(Material for the task):
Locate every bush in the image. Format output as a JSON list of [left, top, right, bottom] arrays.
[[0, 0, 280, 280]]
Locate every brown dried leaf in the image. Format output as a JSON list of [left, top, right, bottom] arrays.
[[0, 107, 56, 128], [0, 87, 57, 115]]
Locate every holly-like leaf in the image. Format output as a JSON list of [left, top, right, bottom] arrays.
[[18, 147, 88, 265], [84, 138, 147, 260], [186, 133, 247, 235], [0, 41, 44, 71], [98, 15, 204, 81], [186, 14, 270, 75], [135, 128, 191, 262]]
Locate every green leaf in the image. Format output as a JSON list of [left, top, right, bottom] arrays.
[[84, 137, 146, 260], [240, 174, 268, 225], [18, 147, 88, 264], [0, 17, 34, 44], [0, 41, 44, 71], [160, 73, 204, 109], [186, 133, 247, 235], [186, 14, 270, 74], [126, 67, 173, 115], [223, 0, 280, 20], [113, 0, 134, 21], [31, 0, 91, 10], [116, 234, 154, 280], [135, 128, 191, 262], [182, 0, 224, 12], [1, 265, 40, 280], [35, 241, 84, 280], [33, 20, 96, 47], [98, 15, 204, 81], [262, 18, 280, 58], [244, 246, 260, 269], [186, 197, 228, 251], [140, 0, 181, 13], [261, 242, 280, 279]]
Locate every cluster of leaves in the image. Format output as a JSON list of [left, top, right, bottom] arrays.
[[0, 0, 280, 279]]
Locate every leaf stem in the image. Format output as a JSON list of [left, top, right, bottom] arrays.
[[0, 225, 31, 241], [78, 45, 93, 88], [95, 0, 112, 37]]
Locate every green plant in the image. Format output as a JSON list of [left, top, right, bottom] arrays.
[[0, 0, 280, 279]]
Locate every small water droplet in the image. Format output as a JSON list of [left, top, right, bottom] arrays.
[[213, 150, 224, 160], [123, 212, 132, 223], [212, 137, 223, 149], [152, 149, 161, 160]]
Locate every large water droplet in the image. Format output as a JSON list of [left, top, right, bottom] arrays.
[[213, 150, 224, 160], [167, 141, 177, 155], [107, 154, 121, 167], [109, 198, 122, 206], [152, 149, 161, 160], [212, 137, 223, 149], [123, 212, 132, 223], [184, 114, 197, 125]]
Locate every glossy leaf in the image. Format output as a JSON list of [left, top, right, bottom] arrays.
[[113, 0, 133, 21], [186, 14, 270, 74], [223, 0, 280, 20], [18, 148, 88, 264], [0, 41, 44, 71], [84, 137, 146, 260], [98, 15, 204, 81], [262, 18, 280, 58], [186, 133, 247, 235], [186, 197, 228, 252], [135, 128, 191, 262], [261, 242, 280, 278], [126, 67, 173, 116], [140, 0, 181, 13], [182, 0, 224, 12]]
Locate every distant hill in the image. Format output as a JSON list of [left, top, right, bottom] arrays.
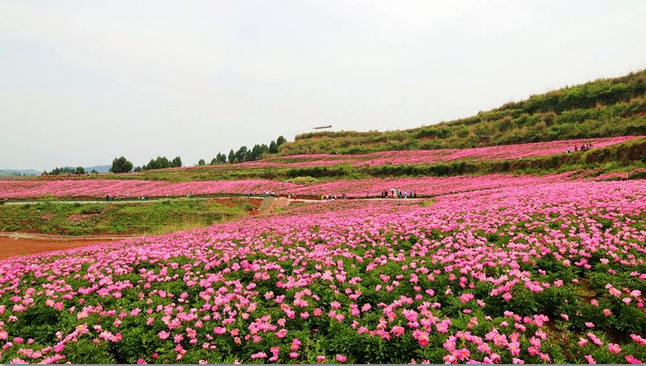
[[280, 70, 646, 155], [83, 165, 112, 173], [0, 169, 42, 175], [0, 165, 112, 176]]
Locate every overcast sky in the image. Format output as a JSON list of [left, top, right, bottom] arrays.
[[0, 0, 646, 170]]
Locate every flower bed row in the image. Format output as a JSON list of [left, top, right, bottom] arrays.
[[0, 173, 569, 199], [0, 181, 646, 363]]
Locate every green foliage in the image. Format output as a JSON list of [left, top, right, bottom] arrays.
[[0, 198, 254, 235], [110, 156, 132, 173]]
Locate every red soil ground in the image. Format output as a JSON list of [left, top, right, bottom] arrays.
[[0, 236, 106, 260]]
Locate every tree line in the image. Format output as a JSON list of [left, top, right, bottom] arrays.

(The task):
Please format the listing above as a Markdown table with the columns Row and Line, numbering each line and skipping any blank lines. Leave the pictures out.

(Complete output):
| Row | Line |
|---|---|
| 1 | Locate every bush in the image. Format output as a JSON list of [left, top, right, bottom] arrays. |
| 2 | [[0, 0, 280, 280]] |
| 3 | Locate every brown dried leaf in the image. Format output as a JSON list of [left, top, right, bottom] arrays. |
| 4 | [[0, 107, 56, 128], [0, 87, 57, 115]] |
| 5 | Locate every holly-like leaf in the image. Format output as a JSON list of [left, top, right, bottom] arrays. |
| 6 | [[18, 147, 88, 265], [84, 138, 147, 260], [186, 133, 247, 235], [0, 41, 44, 71], [98, 15, 204, 81], [186, 14, 270, 75], [135, 128, 191, 262]] |
| 7 | Locate every green leaf in the image. Format output as a JSON list of [left, top, right, bottom] arrays. |
| 8 | [[84, 137, 146, 260], [240, 174, 268, 225], [18, 147, 88, 264], [0, 17, 34, 44], [0, 41, 44, 71], [160, 73, 204, 109], [186, 133, 247, 235], [186, 14, 270, 74], [126, 67, 173, 115], [223, 0, 280, 20], [113, 0, 134, 21], [31, 0, 91, 10], [116, 234, 154, 280], [135, 128, 191, 262], [182, 0, 224, 12], [1, 265, 40, 280], [35, 241, 84, 280], [33, 20, 96, 47], [98, 15, 204, 81], [262, 18, 280, 58], [244, 246, 260, 269], [186, 197, 228, 251], [140, 0, 181, 13], [261, 242, 280, 279]] |
| 9 | Locate every cluster of leaves in the image. Format output as a JSON list of [left, top, right, bottom] arrays. |
| 10 | [[0, 0, 280, 279]] |
| 11 | Locate every leaf stem in the image. Format output as a JSON list of [left, top, right, bottom] arrays. |
| 12 | [[0, 225, 31, 241], [78, 45, 93, 88], [95, 0, 112, 37]] |
| 13 | Locate every green plant in the image. Format output as a JSON list of [left, top, right, bottom] arrays. |
| 14 | [[0, 0, 280, 279]] |
| 15 | Locate every small water droplet in the image. Format output as a JSON list of [left, top, right, bottom] arrays. |
| 16 | [[213, 150, 224, 160], [123, 212, 132, 223], [212, 137, 223, 149], [152, 149, 161, 160]] |
| 17 | Locate every large water droplet in the image. Format output as a JSON list of [left, top, right, bottom] arrays. |
| 18 | [[213, 150, 224, 160], [167, 141, 177, 155], [107, 154, 121, 167], [109, 198, 122, 206], [152, 149, 161, 160], [212, 137, 223, 149], [123, 212, 132, 223], [184, 114, 197, 125]] |
| 19 | Locate every glossy leaf in the image. Format output as a JSON list of [left, top, right, bottom] arrays. |
| 20 | [[113, 0, 133, 21], [186, 14, 270, 74], [223, 0, 280, 20], [18, 148, 88, 264], [0, 41, 44, 71], [84, 137, 146, 260], [98, 15, 204, 81], [262, 18, 280, 58], [186, 133, 247, 235], [186, 197, 228, 252], [135, 128, 191, 262], [261, 242, 280, 278], [126, 67, 173, 116], [140, 0, 181, 13], [182, 0, 224, 12]] |
| 21 | Locate every distant hill in the image. Format output as a JSON list of [left, top, right, bottom] arrays. |
| 22 | [[280, 70, 646, 155], [83, 165, 112, 173], [0, 169, 42, 175], [0, 165, 112, 176]] |
| 23 | Locate every overcast sky in the image. Format output as a JSON list of [left, top, right, bottom] arrays. |
| 24 | [[0, 0, 646, 170]] |
| 25 | Locate every flower bed row in the image. Format output as a JSON list of [left, top, right, bottom] arrays. |
| 26 | [[0, 173, 569, 199], [0, 181, 646, 363]] |
| 27 | Locate every green foliage in the image. Format output as a JSON list of [left, top, right, bottom] arrays. |
| 28 | [[0, 198, 254, 235], [110, 156, 132, 173]] |
| 29 | Locate every red soil ground in the image. Format output as a JSON list of [left, top, right, bottom] arrays. |
| 30 | [[0, 236, 106, 260]] |
| 31 | Locate every tree line in the image. Format output as a JSON list of [left, top, right, bottom] arrays. |